* Tasks
1 > List every person identified by name in the article on ISIS and cult mind control.
2 > Carry on the article on ISIS and cult mind control from its last sentence, not from the records.

* Page extract

-- begin --

The following was written by Babs Barron, a chartered psychologist in independent practice in the UK who writes under a pseudonym because she wishes to keep her work and her professional life entirely separate from her politics.
I should begin, perhaps, by declaring my own stance on this. From my professional experience, and given its behaviour towards others, even fellow-Muslims, I believe that ISIS bears all the first-order markers of a malignant, destructive cult. Consequently it is very worrisome that neither governments nor media have courage enough to name that aspect, let alone to act in an intelligent way to combat it. By failing to spell out the cult-like nature of ISIS and other similar closed-off Islamist organisations, media and governments are endangering their people, including the Muslims in the West who want nothing to do with ISIS.
On 30th December 2015, on BBC Radio 4's Today programme, Mishal Husain interviewed a young Muslim woman who had been targeted for recruitment on Twitter by ISIS but who had been rescued by an all faith group which appealed to her interest in football. As the interview unfolded it became clear that the BBC's questions were selective, and not once did Husain probe or ask questions of the woman which might indicate why she thought she might have been targeted. Also significant by its absence was any acknowledgement by Husain of the sense of alienation of such young Muslim women because of their inferior status in comparison to males among other things, accorded them by Islamic teaching.
I take most of my source material below from the excellent book by Steven Hassan, "Combatting Cult Mind Control" [1] which I have found useful to inform my work with people whose families approached me for help. Although one cannot map completely the effects of cult membership in general onto such a widespread belief system as Islam, I would argue that once Islam shades into Islamism, it takes on many of the psychological characteristics of other closed destructive cults.
Hassan says that cult recruiters are powerfully persuasive and seductive to newcomers. The BBC interview threw up one important nugget of information from the young woman Husain interviewed – about the pleasantness of the approach from the ISIS member. Hassan tell us that recruiters are taught to size up the newcomer, and to package the group in a way which will appeal. The young interviewee told us that ISIS promised to care for her and protect her, which of course begs the question of why this sense of being cared for and protected was missing in the life she already had.
Hassan points up the difference between mind control (for our purposes as exerted by ISIS) and brainwashing. The latter is coercive from the beginning, rather than seductive. We are told that mind control as practised by destructive cults is a social process, enforced by large groups of people, in which the recruit is totally immersed in the cult environment and where, in order to function, he must shed his old identity and adopt the new identity desired by the group. Hassan tells us that hypnotic processes are combined with group dynamics to create a potent indoctrination effect. Destructive cults like ISIS also instil fears and phobias into their recruits in order to control them utterly.

-- end --

* Stored records
-- begin --

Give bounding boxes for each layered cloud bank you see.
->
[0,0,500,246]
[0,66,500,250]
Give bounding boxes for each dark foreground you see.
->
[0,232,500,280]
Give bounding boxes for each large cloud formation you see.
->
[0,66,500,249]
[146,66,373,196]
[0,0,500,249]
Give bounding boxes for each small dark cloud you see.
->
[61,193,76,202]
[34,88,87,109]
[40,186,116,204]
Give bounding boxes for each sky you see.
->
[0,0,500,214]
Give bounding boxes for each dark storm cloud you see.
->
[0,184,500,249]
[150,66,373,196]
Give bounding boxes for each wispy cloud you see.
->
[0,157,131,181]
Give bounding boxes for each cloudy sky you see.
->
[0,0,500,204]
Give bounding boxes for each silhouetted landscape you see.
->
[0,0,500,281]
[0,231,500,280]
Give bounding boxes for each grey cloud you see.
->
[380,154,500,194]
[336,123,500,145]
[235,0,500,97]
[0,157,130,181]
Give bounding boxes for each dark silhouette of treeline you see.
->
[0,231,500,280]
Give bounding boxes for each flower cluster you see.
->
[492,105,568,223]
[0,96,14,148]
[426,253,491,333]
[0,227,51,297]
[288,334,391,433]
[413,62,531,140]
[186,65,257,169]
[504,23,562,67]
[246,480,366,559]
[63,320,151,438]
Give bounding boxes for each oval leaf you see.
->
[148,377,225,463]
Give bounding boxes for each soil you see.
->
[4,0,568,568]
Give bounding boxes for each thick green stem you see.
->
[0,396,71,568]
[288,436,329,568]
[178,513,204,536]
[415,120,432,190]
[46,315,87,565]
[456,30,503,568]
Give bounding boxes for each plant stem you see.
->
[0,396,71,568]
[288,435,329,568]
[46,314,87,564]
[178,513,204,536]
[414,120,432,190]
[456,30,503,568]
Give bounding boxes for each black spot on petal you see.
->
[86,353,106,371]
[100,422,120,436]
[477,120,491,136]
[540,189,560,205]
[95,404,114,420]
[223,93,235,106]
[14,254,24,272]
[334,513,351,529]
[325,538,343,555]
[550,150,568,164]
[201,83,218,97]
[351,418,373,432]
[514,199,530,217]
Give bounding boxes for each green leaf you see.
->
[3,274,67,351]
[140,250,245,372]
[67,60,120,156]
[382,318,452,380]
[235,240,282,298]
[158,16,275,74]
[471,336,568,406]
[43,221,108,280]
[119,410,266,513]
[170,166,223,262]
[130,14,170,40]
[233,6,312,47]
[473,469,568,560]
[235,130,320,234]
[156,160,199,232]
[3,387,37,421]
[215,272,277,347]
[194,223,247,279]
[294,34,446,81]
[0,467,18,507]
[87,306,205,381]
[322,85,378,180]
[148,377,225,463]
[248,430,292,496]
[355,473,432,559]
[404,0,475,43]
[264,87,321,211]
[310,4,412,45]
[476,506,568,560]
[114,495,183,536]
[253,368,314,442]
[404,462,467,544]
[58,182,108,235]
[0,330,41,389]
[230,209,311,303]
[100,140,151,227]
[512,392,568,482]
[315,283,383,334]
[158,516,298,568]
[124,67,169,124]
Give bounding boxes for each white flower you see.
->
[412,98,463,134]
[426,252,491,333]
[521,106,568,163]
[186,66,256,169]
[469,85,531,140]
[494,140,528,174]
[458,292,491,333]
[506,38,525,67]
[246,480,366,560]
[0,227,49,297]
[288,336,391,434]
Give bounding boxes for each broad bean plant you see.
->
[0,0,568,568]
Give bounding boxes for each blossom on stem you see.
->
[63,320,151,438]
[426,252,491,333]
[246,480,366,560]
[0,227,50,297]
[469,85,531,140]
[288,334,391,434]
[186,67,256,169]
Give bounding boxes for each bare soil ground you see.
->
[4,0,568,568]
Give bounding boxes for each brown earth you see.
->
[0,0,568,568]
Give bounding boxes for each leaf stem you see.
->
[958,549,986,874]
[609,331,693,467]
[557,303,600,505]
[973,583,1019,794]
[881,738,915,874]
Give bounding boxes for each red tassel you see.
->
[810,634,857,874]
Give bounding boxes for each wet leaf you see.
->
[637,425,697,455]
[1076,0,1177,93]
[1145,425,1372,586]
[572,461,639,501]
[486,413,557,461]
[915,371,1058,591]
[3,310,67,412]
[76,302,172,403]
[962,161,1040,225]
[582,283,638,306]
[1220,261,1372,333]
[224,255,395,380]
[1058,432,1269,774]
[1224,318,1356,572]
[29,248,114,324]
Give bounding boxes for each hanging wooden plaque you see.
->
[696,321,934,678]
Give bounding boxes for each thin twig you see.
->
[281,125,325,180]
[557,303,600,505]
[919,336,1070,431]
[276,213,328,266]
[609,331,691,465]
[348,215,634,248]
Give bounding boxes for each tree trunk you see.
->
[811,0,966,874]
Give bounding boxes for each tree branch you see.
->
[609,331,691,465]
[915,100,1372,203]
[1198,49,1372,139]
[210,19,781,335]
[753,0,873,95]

-- end --

* The answers
1 > Babs Barron, Mishal Husain, Steven Hassan

2 >
ISIS manages the recruit's physical reality by behaviour control and the induction of phobias about the punishments meted out to transgressors against the group's norms beds this in effectively. Individualism is discouraged, if not punished. Ritual behaviours are also employed alongside lengthy sermons from the group's religious leaders about the necessity to spread Islam by violent means and to obliterate kufr.
Alongside that comes thought control, by which the members of the groups are so thoroughly indoctrinated with the group's doctrine that they internalise it. This may or may not put a slightly different slant on the mantra usually offered by the families of particularly sociopathic ISIS members such as Jihadi John – that these were good young people, non-violent, etc etc – but it certainly illustrates the success of ISIS indoctrination and those parents' own failure to form sufficiently strong attachments with their children to confer the necessary emotional resilience for them to be able to withstand such approaches or resist seeking them out.
In addition, there is the accompanying doctrine of absolutist, black and white thinking. There are no shades of grey, no nuanced approaches. Hassan says that destructive cults also employ "loaded language" of words and expressions. Certain words trigger emotional and cognitive responses and complex situations are condensed into cult clichés, all of which influence thought and behaviour.
ISIS probably inculcates thought stopping rituals so that its members can be taught to block out any information which is critical of it and/or does not tie in with its leaders' teachings. However, whereas in most destructive cults simple denial then kicks in when their beliefs are contradicted, ISIS and Islamist groups in general tend to ratchet up their violent reactions.
ISIS also controls its members by fear, of its own violence towards anyone who does not conform to its rigid teachings, including its own members. Islam in general is inclined towards a fortress mentality which, along the same lines as I have already described above, thrives in the rigid, dichotomous, black and white thinking which typifies Islamic teaching in general. Such a mentality predisposes to suspicion about outsiders and also makes reality testing difficult generally, but for an ISIS follower that becomes impossible, which means that ISIS leaders exercise information control too.
The controlling of information by leaders is the last component of mind control, according to Hassan. Deny a person the information s/he needs and you paralyse the ability to make decisions. It is likely that ISIS' behaviour is similar to that of other destructive cults in that it either actively lies to its followers and/ or withholds information. That it does lie is evidenced in the accounts of Muslims who have fled from it, particularly the women, who had joined because their recruiters had promised to take care of and protect them but then relegated them to slavery to the ISIS males.
The young Muslima interviewed by Husain was rescued by the interfaith group, and this indicates that ISIS' hold over her was minimal at the time of that intervention. However, rather than posit intelligent, analytical reasons for the success of online recruitment to ISIS, Husain could offer nothing beyond the usual "alienation from wider society" excuse for the young woman having been such a ready target for them. Instead we got the usual BBC default value – the implication that "alienation" was, as always, the fault of non-Muslims was allowed to continue unchallenged.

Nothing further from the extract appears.